Tasks —
a) Answer these questions about the passage on H-REV107 and KRAS, one per line:
(i) Which two KRAS mutants were immobilized for the surface plasmon resonance measurements?
(ii) In which two kinds of cancer cell lines did the H-REV107 peptide inhibit proliferation?
(iii) By what reductions did the peptide suppress pancreatic tumor growth in the xenotransplantation mouse models?
b) Carry on the passage about H-REV107 and KRAS, starting after its last sentence.

Selected passage —
------

Characterizing the molecular details describing how H-REV107 binds KRAS G12V is essential to understanding the molecular mechanism through which H-REV107 inhibits oncogenic KRAS mutants. It is known that the H-REV107 protein family can inhibit the RAS signaling pathway, but the molecular mechanism responsible for this is unknown. In this study, we investigated the direct interaction between KRAS and H-REV107 protein/peptide. In surface plasmon resonance (SPR), immobilized KRAS mutants (G12V and G12D) and H-REV107 protein/peptide showed strong binding affinity. Guanine nucleotide binding was regulated by the H-REV107 peptide, and the binding of H-REV107 peptide to KRAS mutants showed decreased GTP binding affinity of KRAS mutants. Notably, both KRAS G12V and G12D were sensitive to H-REV107 peptide, while H-REV107 peptide blocked GTP binding to the KRAS mutants. Treatment with the H-REV107 peptide effectively inhibited pancreatic cancer and colon cancer cell lines in cell proliferation assay by inducing apoptosis. Compared to small inhibitor compounds, the working concentration of cellular activity of peptides is usually higher. We plan to further experiment by modifying the peptide in the future in order to improve the potency, and to include control peptides that have reduced RAS binding. Moreover, we found that the H-REV107 peptide downregulated the phosphorylation of the MEK/ERK signaling pathways. Specially, the H-REV107 peptide suppressed pancreatic tumor growth by reduction of tumor volume and weight in xenotransplantation mouse models.

------

Provided information —
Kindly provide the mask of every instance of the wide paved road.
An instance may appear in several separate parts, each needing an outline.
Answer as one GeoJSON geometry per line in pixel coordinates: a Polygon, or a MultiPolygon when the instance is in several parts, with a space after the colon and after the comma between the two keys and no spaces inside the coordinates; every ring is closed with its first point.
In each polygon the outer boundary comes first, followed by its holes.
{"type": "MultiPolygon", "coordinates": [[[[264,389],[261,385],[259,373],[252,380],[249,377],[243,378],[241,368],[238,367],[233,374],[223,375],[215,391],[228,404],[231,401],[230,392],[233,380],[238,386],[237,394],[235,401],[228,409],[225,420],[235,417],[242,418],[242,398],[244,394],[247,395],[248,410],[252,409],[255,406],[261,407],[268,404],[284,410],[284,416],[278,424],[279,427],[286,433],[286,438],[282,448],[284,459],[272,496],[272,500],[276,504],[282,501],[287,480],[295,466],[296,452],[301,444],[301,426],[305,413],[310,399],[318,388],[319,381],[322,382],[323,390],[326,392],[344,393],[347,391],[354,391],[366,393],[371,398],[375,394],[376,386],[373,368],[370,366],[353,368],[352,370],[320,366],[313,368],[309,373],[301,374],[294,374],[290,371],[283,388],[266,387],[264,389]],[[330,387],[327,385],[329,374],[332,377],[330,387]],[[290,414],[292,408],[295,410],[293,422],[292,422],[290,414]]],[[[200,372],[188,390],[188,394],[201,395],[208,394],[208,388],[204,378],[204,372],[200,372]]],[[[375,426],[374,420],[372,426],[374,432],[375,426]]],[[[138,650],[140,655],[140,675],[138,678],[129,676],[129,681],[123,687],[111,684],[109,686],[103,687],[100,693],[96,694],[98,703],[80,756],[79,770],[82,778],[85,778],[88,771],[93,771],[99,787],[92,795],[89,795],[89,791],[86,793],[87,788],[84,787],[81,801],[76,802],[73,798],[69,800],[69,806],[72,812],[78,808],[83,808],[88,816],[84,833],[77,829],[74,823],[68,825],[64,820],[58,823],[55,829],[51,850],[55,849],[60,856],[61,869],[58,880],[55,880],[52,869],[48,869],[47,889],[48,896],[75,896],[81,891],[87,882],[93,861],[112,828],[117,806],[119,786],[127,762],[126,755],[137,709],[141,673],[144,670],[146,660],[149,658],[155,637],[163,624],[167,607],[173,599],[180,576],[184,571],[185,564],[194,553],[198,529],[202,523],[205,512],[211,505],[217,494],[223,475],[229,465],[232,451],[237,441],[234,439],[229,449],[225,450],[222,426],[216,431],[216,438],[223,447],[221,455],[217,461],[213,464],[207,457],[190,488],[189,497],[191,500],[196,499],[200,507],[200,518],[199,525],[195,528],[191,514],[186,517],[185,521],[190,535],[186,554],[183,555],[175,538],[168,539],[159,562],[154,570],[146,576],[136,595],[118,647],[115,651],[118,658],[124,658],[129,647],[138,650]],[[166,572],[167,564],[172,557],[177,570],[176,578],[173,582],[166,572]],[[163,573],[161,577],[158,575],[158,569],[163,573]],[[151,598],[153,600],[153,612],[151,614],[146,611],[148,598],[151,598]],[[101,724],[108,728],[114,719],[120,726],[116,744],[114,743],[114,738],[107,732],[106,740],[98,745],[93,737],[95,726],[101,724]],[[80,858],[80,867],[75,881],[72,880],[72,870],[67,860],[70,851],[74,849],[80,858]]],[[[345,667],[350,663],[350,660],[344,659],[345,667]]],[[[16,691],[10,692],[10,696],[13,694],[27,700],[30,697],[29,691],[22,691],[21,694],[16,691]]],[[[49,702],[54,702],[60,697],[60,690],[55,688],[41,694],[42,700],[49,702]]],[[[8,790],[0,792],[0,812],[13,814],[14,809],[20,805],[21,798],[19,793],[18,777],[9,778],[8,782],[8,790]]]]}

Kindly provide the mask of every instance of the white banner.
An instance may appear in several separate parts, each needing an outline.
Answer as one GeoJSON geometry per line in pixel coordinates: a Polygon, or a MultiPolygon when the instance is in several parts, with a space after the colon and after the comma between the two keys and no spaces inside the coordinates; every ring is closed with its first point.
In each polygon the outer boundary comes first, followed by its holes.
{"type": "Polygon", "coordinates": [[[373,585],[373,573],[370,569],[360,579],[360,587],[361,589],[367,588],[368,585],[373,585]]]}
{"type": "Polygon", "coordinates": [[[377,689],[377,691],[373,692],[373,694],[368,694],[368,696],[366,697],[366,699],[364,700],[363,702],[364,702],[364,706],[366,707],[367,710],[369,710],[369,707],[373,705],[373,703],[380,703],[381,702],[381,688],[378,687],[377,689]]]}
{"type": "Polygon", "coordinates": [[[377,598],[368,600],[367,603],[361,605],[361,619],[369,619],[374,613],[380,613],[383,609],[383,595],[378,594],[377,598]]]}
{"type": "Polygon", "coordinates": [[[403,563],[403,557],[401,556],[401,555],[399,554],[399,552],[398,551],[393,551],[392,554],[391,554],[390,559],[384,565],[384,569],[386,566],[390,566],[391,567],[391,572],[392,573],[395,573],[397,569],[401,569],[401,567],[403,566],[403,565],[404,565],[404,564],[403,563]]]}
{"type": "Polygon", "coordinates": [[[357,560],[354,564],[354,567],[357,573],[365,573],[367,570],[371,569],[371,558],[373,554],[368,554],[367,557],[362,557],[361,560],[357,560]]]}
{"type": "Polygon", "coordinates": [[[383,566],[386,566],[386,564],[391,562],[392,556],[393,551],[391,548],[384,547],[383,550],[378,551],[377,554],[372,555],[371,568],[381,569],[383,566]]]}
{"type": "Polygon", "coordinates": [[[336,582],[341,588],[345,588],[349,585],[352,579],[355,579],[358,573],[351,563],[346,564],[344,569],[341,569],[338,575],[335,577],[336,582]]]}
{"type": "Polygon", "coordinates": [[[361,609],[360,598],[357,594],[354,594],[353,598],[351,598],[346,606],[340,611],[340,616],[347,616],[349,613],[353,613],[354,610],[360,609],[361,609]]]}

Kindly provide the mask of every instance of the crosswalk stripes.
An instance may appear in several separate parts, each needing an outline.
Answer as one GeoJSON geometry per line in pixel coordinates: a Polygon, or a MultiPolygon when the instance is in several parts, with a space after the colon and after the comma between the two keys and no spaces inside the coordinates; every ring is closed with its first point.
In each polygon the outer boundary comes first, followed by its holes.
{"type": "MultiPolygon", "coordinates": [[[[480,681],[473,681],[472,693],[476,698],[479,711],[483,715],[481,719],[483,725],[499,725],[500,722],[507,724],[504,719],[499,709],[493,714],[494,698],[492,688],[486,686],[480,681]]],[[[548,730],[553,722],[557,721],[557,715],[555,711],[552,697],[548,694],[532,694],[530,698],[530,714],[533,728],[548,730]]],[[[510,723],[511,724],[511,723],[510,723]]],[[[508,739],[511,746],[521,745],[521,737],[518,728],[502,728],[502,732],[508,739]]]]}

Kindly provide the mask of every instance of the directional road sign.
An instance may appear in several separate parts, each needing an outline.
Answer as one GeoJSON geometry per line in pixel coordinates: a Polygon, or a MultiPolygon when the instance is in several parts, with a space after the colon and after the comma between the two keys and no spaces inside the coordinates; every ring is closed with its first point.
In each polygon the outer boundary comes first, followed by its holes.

------

Answers given —
a)
(i) G12V and G12D.
(ii) Pancreatic cancer and colon cancer cell lines.
(iii) Reduction of tumor volume and weight.

b)
On the basis of the information obtained from these studies, we investigated the structural aspects of KRAS G12V and H-REV107 interaction and determined the crystal structure of H-REV107 peptide-bound KRAS G12V in the MgGDP state at a resolution of 2.3 Å. In the present study, the H-REV107 peptide was strongly docking in close proximity to the switch I and II binding pockets, and near the P-loop of KRAS G12V. Seven residues (L65-D67, G70, and D72-Y74) of the H-REV107 peptide bound to KRAS G12V and four residues (L65 and D72-Y74) of the H-REV107 peptide interacted with KRAS G12V, G13, and Q61. The H-REV107 peptide interacted with the residues on the P-loop (G12, G13, and S17), switch I (D33, P34, and T35), switch II (A59 and Q61) and N85 of KRAS G12V. In addition, hydroxyl groups of residues S17 and T58 interacted with Mg²⁺ ion and residues G13, V29, and D30 of the P-loop, while the switch I regions interacted with N116 and D119 of the conserved NKXD motif and were found to be important for binding to the guanosine moiety of the GDP (Figure 6B–H).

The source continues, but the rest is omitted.